* **Exercise**
Scan the records below and copy every line that contains the string "smoke".

* **Saved entries**
------------------------------------------------------------------------

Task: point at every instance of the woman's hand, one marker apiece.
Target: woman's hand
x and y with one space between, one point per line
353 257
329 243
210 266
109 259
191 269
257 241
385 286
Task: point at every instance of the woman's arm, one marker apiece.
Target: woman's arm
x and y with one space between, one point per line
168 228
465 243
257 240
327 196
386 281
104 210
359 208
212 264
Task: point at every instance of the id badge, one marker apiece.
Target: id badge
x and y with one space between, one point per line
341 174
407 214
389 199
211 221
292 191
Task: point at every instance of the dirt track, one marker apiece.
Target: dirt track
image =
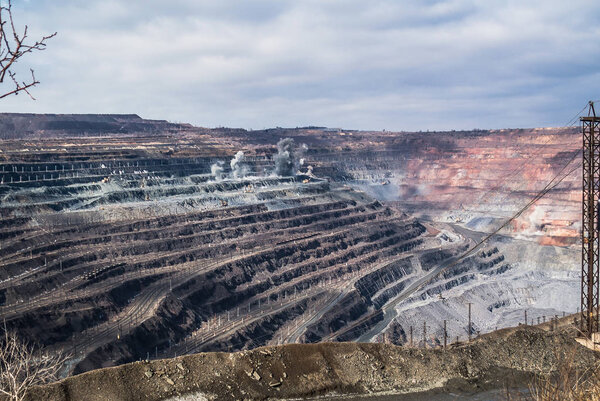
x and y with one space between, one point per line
302 370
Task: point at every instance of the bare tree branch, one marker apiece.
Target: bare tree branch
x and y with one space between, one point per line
21 366
13 46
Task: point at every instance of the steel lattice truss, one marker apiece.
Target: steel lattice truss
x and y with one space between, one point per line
590 268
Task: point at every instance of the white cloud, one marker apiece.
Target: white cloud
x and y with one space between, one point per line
369 65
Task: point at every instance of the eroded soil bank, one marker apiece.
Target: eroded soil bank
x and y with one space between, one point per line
509 356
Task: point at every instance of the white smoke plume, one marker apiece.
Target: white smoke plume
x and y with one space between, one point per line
238 168
217 170
289 157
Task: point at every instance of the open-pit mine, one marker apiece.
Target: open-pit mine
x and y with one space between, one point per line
124 239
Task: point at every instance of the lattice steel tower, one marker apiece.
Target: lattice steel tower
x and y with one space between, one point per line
590 268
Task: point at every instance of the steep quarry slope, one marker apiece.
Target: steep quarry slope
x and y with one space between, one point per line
126 243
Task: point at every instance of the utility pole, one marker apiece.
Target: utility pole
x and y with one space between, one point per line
590 291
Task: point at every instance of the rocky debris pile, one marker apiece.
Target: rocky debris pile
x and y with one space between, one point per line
307 370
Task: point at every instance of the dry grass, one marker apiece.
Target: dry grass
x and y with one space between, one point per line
564 382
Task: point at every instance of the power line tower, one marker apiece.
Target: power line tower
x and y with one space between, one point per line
590 268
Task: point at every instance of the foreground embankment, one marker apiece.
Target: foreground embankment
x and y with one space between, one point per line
509 356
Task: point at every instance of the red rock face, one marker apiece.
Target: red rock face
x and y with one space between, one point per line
473 175
496 174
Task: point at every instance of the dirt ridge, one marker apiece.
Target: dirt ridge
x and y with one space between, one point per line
308 370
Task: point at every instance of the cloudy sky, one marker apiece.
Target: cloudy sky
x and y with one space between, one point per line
378 64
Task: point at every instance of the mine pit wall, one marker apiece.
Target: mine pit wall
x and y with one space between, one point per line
342 233
461 176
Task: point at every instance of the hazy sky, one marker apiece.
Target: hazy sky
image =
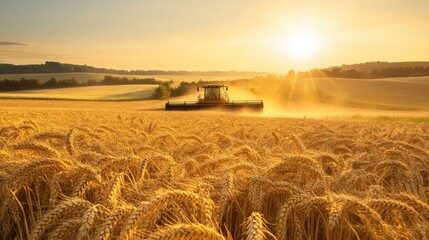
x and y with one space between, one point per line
213 35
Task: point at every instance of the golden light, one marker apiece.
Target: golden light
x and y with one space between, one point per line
301 45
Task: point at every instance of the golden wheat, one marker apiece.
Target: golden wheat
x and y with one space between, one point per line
163 175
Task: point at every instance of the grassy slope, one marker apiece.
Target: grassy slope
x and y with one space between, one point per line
98 76
391 94
102 93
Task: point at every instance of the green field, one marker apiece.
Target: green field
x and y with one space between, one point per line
82 77
98 93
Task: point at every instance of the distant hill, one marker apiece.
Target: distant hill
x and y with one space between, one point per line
56 67
369 66
371 70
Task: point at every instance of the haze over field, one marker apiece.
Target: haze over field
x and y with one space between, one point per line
314 120
213 35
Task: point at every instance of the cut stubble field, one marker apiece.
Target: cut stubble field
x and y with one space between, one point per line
122 174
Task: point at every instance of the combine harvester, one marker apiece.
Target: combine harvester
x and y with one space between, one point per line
215 97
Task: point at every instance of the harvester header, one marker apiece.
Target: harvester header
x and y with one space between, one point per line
215 96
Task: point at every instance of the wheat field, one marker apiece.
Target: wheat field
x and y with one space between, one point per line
103 93
111 174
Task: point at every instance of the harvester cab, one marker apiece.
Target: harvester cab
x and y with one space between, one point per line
215 97
213 94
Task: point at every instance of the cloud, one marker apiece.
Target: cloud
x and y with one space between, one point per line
12 44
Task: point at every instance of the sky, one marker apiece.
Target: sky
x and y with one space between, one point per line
243 35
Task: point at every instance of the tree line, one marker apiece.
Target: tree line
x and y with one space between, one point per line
29 84
56 67
390 72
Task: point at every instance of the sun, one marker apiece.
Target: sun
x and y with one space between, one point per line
301 45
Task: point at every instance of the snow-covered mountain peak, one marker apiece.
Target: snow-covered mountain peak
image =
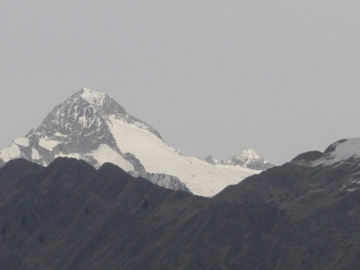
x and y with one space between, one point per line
94 98
245 159
93 127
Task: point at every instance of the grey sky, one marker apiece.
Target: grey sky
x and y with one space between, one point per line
213 77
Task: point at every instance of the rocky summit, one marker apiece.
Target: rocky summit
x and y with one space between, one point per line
93 127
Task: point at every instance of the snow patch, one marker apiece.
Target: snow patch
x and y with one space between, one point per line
105 154
73 155
200 177
48 144
10 152
92 97
22 141
35 154
342 152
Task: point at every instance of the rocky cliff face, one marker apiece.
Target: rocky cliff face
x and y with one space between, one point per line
79 128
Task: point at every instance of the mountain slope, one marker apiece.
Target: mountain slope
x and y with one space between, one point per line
70 216
91 126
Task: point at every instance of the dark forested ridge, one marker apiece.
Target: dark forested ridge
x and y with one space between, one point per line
70 216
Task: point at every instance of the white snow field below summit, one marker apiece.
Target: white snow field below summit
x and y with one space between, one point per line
199 176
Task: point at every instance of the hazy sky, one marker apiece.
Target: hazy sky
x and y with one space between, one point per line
213 77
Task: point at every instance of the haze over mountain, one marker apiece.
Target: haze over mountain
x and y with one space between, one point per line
93 127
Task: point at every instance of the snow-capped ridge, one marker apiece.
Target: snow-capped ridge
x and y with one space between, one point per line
339 152
245 159
92 126
94 98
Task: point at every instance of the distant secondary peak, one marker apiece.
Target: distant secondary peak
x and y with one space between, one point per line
94 98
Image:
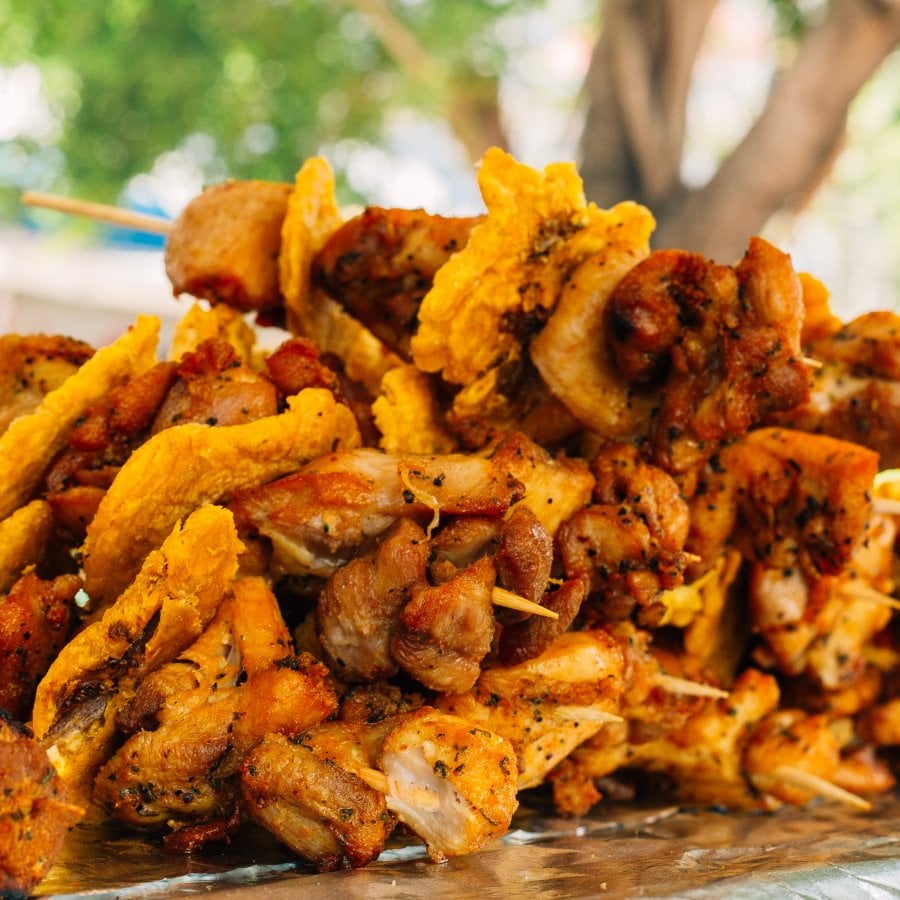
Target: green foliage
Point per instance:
(267, 82)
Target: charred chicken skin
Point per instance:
(381, 263)
(719, 346)
(35, 812)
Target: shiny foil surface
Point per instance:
(820, 851)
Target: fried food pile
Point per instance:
(517, 504)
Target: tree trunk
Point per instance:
(633, 137)
(638, 85)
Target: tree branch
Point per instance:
(795, 138)
(638, 81)
(470, 105)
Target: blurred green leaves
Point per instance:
(246, 89)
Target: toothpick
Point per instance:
(887, 476)
(373, 778)
(867, 592)
(674, 685)
(885, 506)
(586, 714)
(502, 597)
(820, 786)
(100, 211)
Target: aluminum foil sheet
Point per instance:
(820, 851)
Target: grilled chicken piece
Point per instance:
(525, 555)
(359, 608)
(446, 630)
(318, 518)
(35, 813)
(209, 385)
(548, 705)
(555, 487)
(224, 245)
(855, 395)
(820, 625)
(32, 366)
(35, 622)
(175, 595)
(213, 386)
(803, 499)
(790, 737)
(306, 792)
(452, 784)
(296, 364)
(628, 544)
(98, 446)
(375, 702)
(720, 346)
(785, 499)
(464, 540)
(248, 685)
(525, 639)
(703, 755)
(380, 264)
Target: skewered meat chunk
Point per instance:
(785, 498)
(248, 685)
(35, 621)
(789, 737)
(99, 444)
(376, 702)
(548, 705)
(802, 498)
(213, 386)
(35, 813)
(381, 263)
(33, 365)
(452, 783)
(868, 345)
(318, 518)
(305, 791)
(175, 595)
(555, 486)
(215, 255)
(881, 725)
(820, 625)
(523, 640)
(855, 395)
(703, 755)
(359, 607)
(446, 630)
(524, 558)
(719, 345)
(627, 545)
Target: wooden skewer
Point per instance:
(373, 778)
(674, 685)
(587, 714)
(885, 506)
(887, 476)
(423, 797)
(100, 211)
(820, 786)
(503, 597)
(866, 592)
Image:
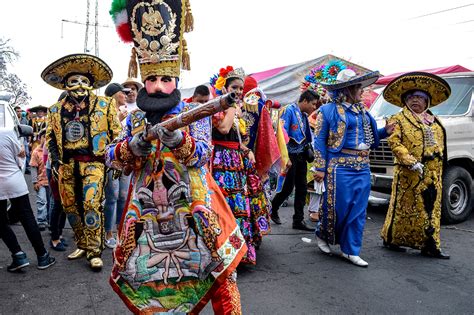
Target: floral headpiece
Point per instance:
(218, 80)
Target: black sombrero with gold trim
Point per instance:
(56, 73)
(435, 86)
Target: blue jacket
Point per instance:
(331, 130)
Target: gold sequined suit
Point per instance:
(413, 217)
(82, 166)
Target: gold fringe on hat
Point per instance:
(132, 65)
(185, 60)
(189, 19)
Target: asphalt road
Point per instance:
(291, 277)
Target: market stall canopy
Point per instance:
(451, 69)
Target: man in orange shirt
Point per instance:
(40, 182)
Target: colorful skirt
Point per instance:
(241, 186)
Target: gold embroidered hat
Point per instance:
(437, 88)
(91, 66)
(156, 28)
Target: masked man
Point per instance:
(177, 234)
(79, 127)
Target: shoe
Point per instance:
(45, 261)
(356, 260)
(78, 253)
(302, 226)
(436, 253)
(96, 263)
(276, 219)
(111, 243)
(395, 248)
(323, 246)
(60, 247)
(19, 261)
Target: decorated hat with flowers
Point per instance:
(219, 80)
(333, 73)
(156, 28)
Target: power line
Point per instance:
(442, 11)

------------------------------------------------------------------------

* **Problem solution**
Task: point at every instance of the white smoke plume, one marker apiece.
Target: white smoke plume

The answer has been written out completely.